▶ [WORK REQUEST]: One number is the whole answer: how many lines of the material hold "each".

▶ [DATASET RECORDS]:
☆ ☆ ☆ ☆ ☆

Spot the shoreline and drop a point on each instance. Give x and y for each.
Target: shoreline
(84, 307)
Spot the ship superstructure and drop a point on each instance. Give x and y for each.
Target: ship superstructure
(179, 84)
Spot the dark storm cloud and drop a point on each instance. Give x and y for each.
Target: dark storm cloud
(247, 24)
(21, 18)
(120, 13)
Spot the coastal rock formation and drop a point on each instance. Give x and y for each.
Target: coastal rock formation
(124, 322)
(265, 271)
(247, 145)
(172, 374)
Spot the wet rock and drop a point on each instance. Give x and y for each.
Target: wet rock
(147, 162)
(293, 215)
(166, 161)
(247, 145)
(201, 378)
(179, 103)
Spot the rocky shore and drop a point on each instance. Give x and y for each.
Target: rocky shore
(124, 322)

☆ ☆ ☆ ☆ ☆

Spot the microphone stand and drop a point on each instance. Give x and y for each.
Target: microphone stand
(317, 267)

☆ ☆ ☆ ☆ ☆

▶ [RESPONSE BOX]: 7